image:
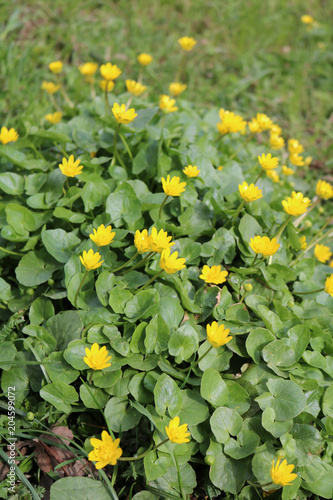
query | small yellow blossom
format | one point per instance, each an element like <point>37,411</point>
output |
<point>177,433</point>
<point>102,236</point>
<point>177,88</point>
<point>167,105</point>
<point>8,135</point>
<point>296,204</point>
<point>173,187</point>
<point>281,473</point>
<point>135,88</point>
<point>264,245</point>
<point>91,260</point>
<point>109,71</point>
<point>213,275</point>
<point>97,358</point>
<point>71,168</point>
<point>324,190</point>
<point>54,117</point>
<point>106,451</point>
<point>268,162</point>
<point>56,67</point>
<point>322,253</point>
<point>191,171</point>
<point>50,87</point>
<point>123,115</point>
<point>144,59</point>
<point>187,43</point>
<point>217,335</point>
<point>159,241</point>
<point>249,192</point>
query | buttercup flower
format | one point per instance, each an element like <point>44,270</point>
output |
<point>249,192</point>
<point>105,451</point>
<point>142,241</point>
<point>217,335</point>
<point>167,105</point>
<point>177,88</point>
<point>71,168</point>
<point>102,236</point>
<point>296,204</point>
<point>91,260</point>
<point>50,87</point>
<point>177,433</point>
<point>322,253</point>
<point>97,358</point>
<point>144,59</point>
<point>159,241</point>
<point>324,190</point>
<point>170,263</point>
<point>122,115</point>
<point>109,71</point>
<point>187,43</point>
<point>281,473</point>
<point>264,245</point>
<point>191,171</point>
<point>56,66</point>
<point>268,162</point>
<point>135,88</point>
<point>173,187</point>
<point>54,117</point>
<point>213,275</point>
<point>8,135</point>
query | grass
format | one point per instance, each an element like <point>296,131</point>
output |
<point>252,56</point>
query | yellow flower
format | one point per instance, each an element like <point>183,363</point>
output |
<point>159,241</point>
<point>322,253</point>
<point>324,190</point>
<point>8,135</point>
<point>54,117</point>
<point>173,187</point>
<point>135,88</point>
<point>230,122</point>
<point>281,473</point>
<point>287,171</point>
<point>213,275</point>
<point>50,87</point>
<point>144,59</point>
<point>97,358</point>
<point>303,242</point>
<point>122,115</point>
<point>329,285</point>
<point>56,66</point>
<point>88,69</point>
<point>142,241</point>
<point>249,192</point>
<point>191,171</point>
<point>105,451</point>
<point>167,105</point>
<point>109,71</point>
<point>177,433</point>
<point>296,204</point>
<point>264,245</point>
<point>71,168</point>
<point>102,236</point>
<point>177,88</point>
<point>276,141</point>
<point>268,162</point>
<point>187,43</point>
<point>170,263</point>
<point>90,260</point>
<point>217,335</point>
<point>106,85</point>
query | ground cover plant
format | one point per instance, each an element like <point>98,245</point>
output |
<point>166,296</point>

————

* Exercise brief: Report each line above containing the string "query".

* Exercise response:
query | small yellow blossom
query | buttercup flower
query | grass
query | yellow flower
query | ground cover plant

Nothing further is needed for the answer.